## Objective
Rewrite the records with "happi coat" renamed to "kimono jacket" throughout, leaving everything else the same.

Records from the pointing dataset
----------------

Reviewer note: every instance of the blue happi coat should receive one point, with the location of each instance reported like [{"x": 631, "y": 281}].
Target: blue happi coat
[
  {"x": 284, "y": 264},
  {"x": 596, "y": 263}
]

----------------

## Correct response
Reviewer note: every instance of the blue kimono jacket should receive one point, with the location of each instance reported like [{"x": 631, "y": 281}].
Target: blue kimono jacket
[
  {"x": 284, "y": 264},
  {"x": 596, "y": 263}
]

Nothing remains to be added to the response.